Stated goal: Set down every entry word for word. Omit the pictures.

Dataset entries:
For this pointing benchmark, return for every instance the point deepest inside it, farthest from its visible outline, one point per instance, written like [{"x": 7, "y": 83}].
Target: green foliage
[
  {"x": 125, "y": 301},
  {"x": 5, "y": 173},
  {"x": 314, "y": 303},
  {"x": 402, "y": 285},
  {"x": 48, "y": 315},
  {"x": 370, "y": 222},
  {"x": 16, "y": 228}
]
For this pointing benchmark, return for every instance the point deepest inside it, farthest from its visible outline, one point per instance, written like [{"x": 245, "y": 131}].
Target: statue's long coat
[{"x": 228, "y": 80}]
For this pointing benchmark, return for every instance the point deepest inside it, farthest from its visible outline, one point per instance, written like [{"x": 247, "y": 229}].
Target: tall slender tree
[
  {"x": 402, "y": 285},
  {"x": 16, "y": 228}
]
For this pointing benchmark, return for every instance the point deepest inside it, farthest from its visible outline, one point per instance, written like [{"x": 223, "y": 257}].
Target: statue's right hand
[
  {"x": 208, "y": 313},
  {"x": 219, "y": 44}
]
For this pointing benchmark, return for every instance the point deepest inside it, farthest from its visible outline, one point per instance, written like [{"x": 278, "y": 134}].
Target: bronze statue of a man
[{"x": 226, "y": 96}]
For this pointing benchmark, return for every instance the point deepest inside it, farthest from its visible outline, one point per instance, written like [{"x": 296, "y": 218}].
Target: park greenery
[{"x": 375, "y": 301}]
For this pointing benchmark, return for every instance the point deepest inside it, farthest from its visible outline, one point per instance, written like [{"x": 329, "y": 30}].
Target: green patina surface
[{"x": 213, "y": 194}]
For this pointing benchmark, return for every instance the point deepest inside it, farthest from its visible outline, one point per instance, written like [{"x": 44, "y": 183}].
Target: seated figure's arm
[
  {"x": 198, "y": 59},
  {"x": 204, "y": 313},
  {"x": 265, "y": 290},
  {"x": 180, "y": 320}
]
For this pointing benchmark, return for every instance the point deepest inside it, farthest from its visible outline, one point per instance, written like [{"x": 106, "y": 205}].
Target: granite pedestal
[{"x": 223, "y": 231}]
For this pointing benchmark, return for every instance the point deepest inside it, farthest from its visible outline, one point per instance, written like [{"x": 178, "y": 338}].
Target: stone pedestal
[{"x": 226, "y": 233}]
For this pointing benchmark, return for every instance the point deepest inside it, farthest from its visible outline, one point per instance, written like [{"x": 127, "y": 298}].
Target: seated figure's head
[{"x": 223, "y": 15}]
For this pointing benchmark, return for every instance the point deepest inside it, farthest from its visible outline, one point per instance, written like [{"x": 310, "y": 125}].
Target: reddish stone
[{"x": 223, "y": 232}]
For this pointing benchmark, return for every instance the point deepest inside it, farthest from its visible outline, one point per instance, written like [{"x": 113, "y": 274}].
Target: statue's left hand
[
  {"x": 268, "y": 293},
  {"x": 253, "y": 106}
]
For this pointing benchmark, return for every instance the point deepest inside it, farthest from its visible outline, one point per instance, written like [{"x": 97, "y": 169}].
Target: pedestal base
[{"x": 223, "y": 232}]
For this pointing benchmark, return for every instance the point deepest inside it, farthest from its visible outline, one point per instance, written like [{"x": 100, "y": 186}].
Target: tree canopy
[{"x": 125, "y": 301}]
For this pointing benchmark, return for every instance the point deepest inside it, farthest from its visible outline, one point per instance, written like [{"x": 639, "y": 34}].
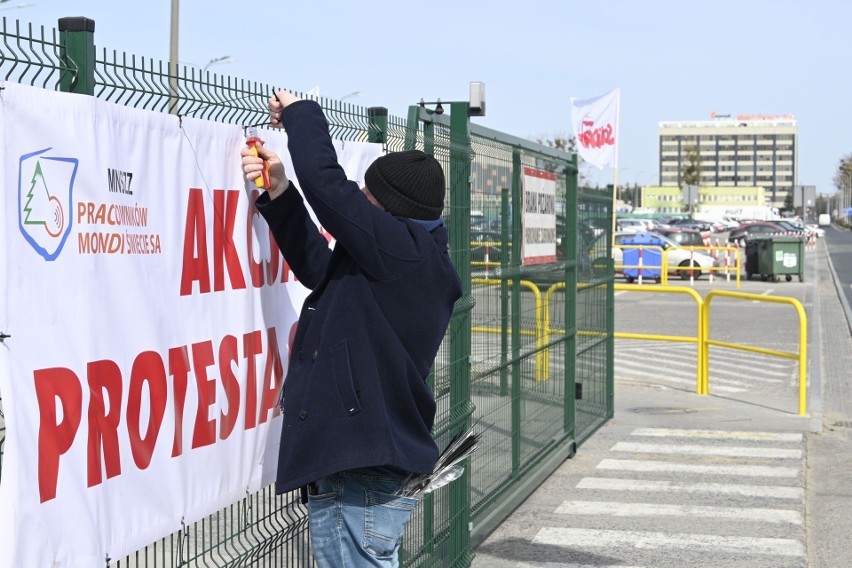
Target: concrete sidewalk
[{"x": 676, "y": 479}]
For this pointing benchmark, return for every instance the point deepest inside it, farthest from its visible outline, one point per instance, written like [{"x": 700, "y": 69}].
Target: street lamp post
[
  {"x": 218, "y": 60},
  {"x": 16, "y": 6},
  {"x": 173, "y": 56}
]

Task solution:
For this pointing benchmark, return for every instance the point deepest inside it, farthest from its visible outline, one point per instance, written like [{"x": 7, "y": 83}].
Target: green foliage
[
  {"x": 125, "y": 301},
  {"x": 5, "y": 173},
  {"x": 314, "y": 303},
  {"x": 402, "y": 285},
  {"x": 48, "y": 315},
  {"x": 370, "y": 222},
  {"x": 16, "y": 228}
]
For this pointing benchmark, return for every instance the point deepest inside it, farthest from its visible outline, one point per instance, written like [{"x": 245, "y": 131}].
Target: statue's long coat
[{"x": 228, "y": 80}]
For this pointing benchmark, return for every instance the point deepest inside it, farthest from its visible outline, one point per instance, written like [{"x": 247, "y": 229}].
Target: tall slender tree
[
  {"x": 402, "y": 285},
  {"x": 16, "y": 228}
]
For this pointing benchmark, return for every instance the point deepest inside it, farthest from its visible outline, one point per instance, written like [{"x": 223, "y": 257}].
Target: statue's right hand
[
  {"x": 208, "y": 313},
  {"x": 219, "y": 44}
]
For this pointing benchmark, return for every instance the point deepest inside it, farthest from its visible outline, one point per instance, written like [{"x": 278, "y": 134}].
Target: bronze statue of a man
[{"x": 226, "y": 96}]
For this pointing benchmark, return for every instance the point deepest inside it, farthest from its visible outline, one point per instance, written like [{"x": 296, "y": 218}].
Target: park greenery
[{"x": 375, "y": 301}]
For this pointing benchmark, return for every instance the point deepest inside it, farthest from its visible outline, one point per instance, written like [{"x": 329, "y": 30}].
Target: green patina surface
[{"x": 213, "y": 194}]
For this pointing benchmark, return for every instance the point deepest inside it, farthest from its visible outline, one point per instance, written like [{"x": 44, "y": 183}].
Target: seated figure's arm
[
  {"x": 198, "y": 59},
  {"x": 204, "y": 313},
  {"x": 265, "y": 290},
  {"x": 180, "y": 320}
]
For this pointing benchmark, return for every instance the point deepest inside it, farthest from its visible outline, one point per instance, written like [{"x": 106, "y": 205}].
Target: granite pedestal
[{"x": 223, "y": 231}]
For this pointing benchmark, return for every instance the point deepest inside it, farthest from its visible outline, one point per instance, written like [{"x": 178, "y": 338}].
Target: stone pedestal
[{"x": 226, "y": 233}]
For this pointing benchmark, return for every instance the point deepest inside it, farthest from its visible outline, one point per instance, written like [{"x": 127, "y": 298}].
Target: seated figure's head
[{"x": 223, "y": 15}]
For this pointing benchmark, return for every instance the point deepest inside it, farthest from its visible outline, one point per instance, written like [{"x": 310, "y": 125}].
Target: reddish stone
[{"x": 223, "y": 232}]
For this pointing benchmark, return for every instance the point deepest inside it, farthest from its visible outline, one point per instance, written like [{"x": 113, "y": 274}].
Target: statue's left hand
[
  {"x": 268, "y": 293},
  {"x": 253, "y": 106}
]
For this pointing benchmark, return for every instance the point deepest inside it, farthest from its visible outline, one point per instance, written like [{"x": 97, "y": 169}].
Target: pedestal base
[{"x": 223, "y": 232}]
For this pointing benchmark, return for every instance the point deepest inside it, farthest from its visible outline, one point per instance, written like [{"x": 100, "y": 186}].
Target: tree canopy
[{"x": 125, "y": 301}]
For this pointing benchmark, return for every instance the point deepest inside it, farthest from its visible outline, one point per instance, written like [{"x": 639, "y": 34}].
Target: concrete sidewalk
[{"x": 676, "y": 479}]
For this pointing benchmark, return for every instance the point deepest inside it, farthest from its visible outline, one point per instance, written like [{"x": 700, "y": 69}].
Target: street lamp post
[
  {"x": 218, "y": 60},
  {"x": 16, "y": 6},
  {"x": 173, "y": 56}
]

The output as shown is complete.